TASK GOAL: Tally the lines in the data below where the word "hull" appears, and give the tally alone.

ENTRIES SUPPLIED:
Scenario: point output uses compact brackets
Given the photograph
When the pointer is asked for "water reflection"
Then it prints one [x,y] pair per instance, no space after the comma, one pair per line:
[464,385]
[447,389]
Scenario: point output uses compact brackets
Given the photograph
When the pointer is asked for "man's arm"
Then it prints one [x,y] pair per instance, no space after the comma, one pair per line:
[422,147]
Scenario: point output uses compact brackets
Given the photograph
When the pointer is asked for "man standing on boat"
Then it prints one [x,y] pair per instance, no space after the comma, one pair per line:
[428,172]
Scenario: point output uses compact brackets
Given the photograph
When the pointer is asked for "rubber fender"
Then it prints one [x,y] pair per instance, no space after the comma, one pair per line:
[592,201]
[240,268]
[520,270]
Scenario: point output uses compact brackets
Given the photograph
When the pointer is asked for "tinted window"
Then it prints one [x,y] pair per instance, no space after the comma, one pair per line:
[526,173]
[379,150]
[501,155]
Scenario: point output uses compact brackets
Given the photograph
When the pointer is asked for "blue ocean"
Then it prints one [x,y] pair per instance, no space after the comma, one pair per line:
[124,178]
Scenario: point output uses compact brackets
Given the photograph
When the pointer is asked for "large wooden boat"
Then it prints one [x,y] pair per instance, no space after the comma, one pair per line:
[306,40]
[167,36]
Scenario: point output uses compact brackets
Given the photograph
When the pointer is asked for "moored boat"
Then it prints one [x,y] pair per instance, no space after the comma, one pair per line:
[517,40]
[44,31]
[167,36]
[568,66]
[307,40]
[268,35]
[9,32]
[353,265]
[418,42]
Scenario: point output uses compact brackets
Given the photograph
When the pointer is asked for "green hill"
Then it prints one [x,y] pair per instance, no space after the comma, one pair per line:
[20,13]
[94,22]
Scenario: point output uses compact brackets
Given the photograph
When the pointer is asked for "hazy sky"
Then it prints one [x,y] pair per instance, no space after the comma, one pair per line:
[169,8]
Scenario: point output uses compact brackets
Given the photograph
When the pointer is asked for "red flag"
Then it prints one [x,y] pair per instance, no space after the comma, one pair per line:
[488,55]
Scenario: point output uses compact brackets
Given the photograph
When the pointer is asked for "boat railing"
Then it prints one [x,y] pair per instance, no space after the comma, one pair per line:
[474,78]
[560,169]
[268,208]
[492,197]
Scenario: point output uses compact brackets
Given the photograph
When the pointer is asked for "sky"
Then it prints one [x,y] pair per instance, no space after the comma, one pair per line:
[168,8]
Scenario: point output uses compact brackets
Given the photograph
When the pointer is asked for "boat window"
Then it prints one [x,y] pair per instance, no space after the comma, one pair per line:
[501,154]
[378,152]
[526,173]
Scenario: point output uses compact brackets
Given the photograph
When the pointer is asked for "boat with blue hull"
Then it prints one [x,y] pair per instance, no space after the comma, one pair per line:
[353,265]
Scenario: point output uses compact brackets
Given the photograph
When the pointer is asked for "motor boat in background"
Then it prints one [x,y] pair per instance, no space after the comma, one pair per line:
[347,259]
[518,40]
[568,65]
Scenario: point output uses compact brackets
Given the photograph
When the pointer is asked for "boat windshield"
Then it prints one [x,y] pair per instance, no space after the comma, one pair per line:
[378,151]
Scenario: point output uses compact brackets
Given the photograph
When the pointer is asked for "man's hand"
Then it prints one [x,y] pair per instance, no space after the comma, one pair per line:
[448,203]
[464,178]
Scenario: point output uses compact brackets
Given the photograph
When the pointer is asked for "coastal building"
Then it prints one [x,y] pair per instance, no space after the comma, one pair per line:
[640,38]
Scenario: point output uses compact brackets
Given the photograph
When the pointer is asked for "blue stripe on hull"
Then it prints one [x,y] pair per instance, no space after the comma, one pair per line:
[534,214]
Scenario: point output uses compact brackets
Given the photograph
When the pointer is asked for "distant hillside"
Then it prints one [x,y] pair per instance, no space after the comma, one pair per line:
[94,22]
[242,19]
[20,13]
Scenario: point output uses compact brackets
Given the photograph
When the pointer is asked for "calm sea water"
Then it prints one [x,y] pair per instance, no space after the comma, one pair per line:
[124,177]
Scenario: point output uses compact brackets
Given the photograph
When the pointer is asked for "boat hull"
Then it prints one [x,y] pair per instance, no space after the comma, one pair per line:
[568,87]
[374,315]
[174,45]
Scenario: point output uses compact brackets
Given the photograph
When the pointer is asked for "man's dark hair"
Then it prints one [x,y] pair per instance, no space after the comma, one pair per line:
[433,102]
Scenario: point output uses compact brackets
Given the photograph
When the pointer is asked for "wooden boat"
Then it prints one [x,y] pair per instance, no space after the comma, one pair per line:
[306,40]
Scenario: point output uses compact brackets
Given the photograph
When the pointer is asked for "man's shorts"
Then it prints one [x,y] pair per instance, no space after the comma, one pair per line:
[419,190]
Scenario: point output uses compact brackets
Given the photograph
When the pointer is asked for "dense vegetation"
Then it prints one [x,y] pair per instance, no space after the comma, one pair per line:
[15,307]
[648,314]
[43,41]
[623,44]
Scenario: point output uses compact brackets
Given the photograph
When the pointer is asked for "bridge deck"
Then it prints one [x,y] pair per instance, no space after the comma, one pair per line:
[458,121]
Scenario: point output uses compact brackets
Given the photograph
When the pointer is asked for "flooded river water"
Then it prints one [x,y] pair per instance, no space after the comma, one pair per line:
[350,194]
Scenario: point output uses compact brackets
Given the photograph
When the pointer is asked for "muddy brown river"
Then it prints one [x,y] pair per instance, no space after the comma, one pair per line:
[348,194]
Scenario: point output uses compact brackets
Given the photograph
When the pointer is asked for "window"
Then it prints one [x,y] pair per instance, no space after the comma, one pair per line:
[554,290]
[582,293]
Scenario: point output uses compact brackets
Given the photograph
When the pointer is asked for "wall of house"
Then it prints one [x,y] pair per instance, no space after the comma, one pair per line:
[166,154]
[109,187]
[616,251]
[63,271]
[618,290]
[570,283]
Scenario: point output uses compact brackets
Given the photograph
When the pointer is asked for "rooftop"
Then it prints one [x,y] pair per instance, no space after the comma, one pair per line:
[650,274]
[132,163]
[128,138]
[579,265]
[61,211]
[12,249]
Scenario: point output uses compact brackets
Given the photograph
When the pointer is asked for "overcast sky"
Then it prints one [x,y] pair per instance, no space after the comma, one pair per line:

YOUR RESPONSE: 3